== WHAT THIS TASK INVOLVES ==
A word-for-word copy of the listing is needed. Retype it in full.

== TASK MATERIAL ==
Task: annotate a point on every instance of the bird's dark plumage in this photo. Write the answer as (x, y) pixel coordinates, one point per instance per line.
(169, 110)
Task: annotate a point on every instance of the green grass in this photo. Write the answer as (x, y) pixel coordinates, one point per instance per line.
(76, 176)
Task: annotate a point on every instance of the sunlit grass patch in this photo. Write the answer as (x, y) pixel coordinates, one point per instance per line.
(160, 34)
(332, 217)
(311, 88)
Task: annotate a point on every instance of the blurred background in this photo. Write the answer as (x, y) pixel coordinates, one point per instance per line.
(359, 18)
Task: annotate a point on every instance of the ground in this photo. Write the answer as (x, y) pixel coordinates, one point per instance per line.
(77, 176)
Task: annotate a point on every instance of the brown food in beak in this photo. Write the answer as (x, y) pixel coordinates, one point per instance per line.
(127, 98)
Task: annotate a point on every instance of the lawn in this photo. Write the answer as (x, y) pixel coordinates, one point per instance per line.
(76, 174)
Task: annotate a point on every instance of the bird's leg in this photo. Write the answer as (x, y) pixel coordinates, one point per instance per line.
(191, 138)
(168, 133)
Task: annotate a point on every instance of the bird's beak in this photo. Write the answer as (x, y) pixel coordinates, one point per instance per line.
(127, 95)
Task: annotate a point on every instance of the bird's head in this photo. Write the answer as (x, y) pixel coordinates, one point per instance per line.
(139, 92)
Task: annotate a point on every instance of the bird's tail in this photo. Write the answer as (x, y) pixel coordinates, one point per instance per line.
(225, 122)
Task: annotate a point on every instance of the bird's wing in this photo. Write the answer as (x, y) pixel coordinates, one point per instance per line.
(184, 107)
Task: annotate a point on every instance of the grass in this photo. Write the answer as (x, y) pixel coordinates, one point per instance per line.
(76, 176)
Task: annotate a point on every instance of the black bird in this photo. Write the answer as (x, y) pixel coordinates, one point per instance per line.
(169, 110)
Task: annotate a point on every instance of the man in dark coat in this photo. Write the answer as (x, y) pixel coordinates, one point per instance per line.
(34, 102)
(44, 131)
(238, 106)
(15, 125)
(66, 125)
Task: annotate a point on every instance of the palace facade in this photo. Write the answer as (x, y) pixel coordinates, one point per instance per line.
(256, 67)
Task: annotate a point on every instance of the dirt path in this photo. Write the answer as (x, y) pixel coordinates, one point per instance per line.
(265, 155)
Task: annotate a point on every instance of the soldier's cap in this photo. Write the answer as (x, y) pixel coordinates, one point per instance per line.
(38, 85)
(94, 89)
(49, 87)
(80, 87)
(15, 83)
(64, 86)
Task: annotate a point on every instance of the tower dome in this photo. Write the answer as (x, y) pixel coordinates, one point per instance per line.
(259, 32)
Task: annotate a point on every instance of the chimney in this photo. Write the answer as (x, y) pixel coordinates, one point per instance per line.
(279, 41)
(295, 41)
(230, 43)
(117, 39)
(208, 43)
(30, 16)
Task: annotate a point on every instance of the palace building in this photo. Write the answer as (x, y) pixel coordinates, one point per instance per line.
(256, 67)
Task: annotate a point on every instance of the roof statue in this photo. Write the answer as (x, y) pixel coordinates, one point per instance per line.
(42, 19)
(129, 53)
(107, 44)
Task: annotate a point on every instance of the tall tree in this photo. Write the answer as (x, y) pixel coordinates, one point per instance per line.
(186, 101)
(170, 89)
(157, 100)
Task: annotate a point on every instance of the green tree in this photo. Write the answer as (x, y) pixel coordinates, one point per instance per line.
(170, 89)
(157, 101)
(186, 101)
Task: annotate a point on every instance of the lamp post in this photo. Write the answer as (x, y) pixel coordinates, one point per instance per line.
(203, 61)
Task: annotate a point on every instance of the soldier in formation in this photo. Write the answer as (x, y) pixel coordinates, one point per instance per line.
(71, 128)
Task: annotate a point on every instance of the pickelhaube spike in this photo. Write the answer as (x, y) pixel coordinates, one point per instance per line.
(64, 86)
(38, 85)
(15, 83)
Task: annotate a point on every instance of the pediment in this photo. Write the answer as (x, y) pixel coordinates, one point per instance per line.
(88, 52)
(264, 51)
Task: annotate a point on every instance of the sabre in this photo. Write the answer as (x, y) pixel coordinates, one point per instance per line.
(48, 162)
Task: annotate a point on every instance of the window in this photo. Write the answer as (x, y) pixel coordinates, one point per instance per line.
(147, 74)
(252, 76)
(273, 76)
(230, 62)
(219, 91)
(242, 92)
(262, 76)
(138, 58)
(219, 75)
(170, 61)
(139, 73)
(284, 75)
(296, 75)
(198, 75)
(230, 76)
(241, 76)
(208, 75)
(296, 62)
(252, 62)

== ANSWER FOR THIS EXERCISE ==
Task: annotate a point on every instance of the bird's dark plumage in this photo. Write the answer as (x, y) pixel coordinates, one point per instance per line.
(169, 110)
Task: annotate a point on every instance of the green grass in this photo. Write the answer as (x, y) pixel coordinates, one point per instance per line.
(76, 176)
Task: annotate a point on every instance of the sunlit grass patch in this photo. Write the answer as (x, y) pixel coordinates, one point per instance per line.
(160, 34)
(332, 217)
(311, 88)
Task: annotate a point on every instance of the blurred background in this photo. Write the answer as (x, y) pixel coordinates, one point per instance per line.
(359, 18)
Task: annotate a point on every instance of the ground in this photo. Write the answer as (x, y) pixel coordinates, one point per instance per line.
(77, 176)
Task: annotate a point on every instance of the brown food in beak in this photo. Write the answer as (x, y) pixel coordinates, one point per instance per line.
(127, 98)
Task: annotate a point on every instance of the lawn in this photo. Write the answer as (x, y) pixel coordinates, one point per instance per line.
(76, 174)
Task: annotate a point on every instance of the bird's leg in this photo. Write the answer as (x, y) pixel coordinates, one point per instance per line.
(191, 138)
(168, 133)
Task: annotate a point on every instance of the bird's beak in this photo. Write the answer as (x, y) pixel coordinates, one point per instance per line.
(127, 95)
Task: annotate a point on every instance of the bird's head in this photo. Write the answer as (x, y) pixel coordinates, one point per instance per line.
(139, 92)
Task: annotate a point on every instance of the bird's tail in this photo. Write the answer as (x, y) pixel coordinates, one point per instance per line.
(225, 122)
Task: annotate a point on every instance of the bird's wing in this photo. Write the answer as (x, y) pixel coordinates, one point per instance per line.
(184, 107)
Task: annotate a point on every instance of the grass in this photo. Write the answer as (x, y) pixel coordinates, one point per instance per line.
(76, 176)
Task: annotate a point on every instance of the black bird in this photo. Write the answer as (x, y) pixel coordinates, one point per instance per line.
(169, 110)
Task: annotate a point on every instance of the man in dark coat in this photo. Write the answer as (x, y) pixel coordinates, one point per instance per line.
(34, 102)
(44, 131)
(238, 106)
(15, 125)
(66, 125)
Task: annotate a point on every instance of the palace facade in this photo. Write the answer as (x, y) pixel coordinates, one point per instance per line.
(256, 67)
Task: annotate a point on every instance of the dirt path in this photo. Write the answer as (x, y) pixel coordinates, one point per instance per line.
(265, 155)
Task: annotate a point on every instance of the soldier's cap in this photo. Write the answer as (x, y) pixel coordinates, one point per instance per line.
(38, 85)
(94, 89)
(49, 87)
(80, 87)
(15, 83)
(64, 86)
Task: annotate a point on every instance of the tower dome in this photo. Write the answer as (x, y) pixel coordinates, one point per instance per line.
(259, 32)
Task: annotate a point on every instance of the chimney in this photo. Write the answer as (x, y) pixel coordinates, one point per instance per line.
(279, 41)
(295, 41)
(230, 43)
(117, 39)
(208, 43)
(30, 16)
Task: annotate a point on every instance of the palace building in this photo. Write the answer as (x, y) pixel coordinates, one point per instance per line.
(256, 67)
Task: annotate a point on every instance of the roof statue in this photo. Write the answer as (x, y) pixel coordinates, one point per instance per line.
(42, 19)
(129, 53)
(107, 44)
Task: annotate a point on every instance of the tall tree in this photo. Write the answer as (x, y) pixel coordinates, one point per instance per line.
(186, 101)
(170, 89)
(157, 100)
Task: annotate a point on every instance of the green tree in this photo. Write the answer as (x, y) pixel coordinates, one point per instance per line.
(170, 89)
(157, 101)
(186, 101)
Task: annotate a point on every instance of the lamp post in this photo. Write the answer as (x, y) pixel coordinates, one point per instance per line.
(203, 61)
Task: annotate a point on every instance of the soldier in formation in this photo. Write the answer as (x, y) pixel coordinates, one point per instance per line.
(71, 128)
Task: annotate a point on every instance of the pickelhaube spike in this photo. Write the answer as (x, y) pixel coordinates, one point per instance per line.
(64, 86)
(38, 85)
(15, 83)
Task: annotate a point on every instance of the pediment in this photo. Write the answer as (x, y) pixel coordinates, one point per instance per line.
(88, 52)
(264, 51)
Task: annotate a point on every instance of the sabre in this photo. Write the answer as (x, y) pixel coordinates, one point per instance per line.
(48, 162)
Task: annotate a point on every instance of the window in this photo. Write the answer as (x, y) pixel coordinates, one point per instance per line.
(147, 74)
(252, 76)
(273, 76)
(230, 62)
(219, 91)
(242, 92)
(262, 76)
(138, 58)
(219, 75)
(170, 61)
(139, 73)
(284, 75)
(296, 75)
(198, 75)
(230, 76)
(241, 76)
(208, 75)
(296, 62)
(252, 62)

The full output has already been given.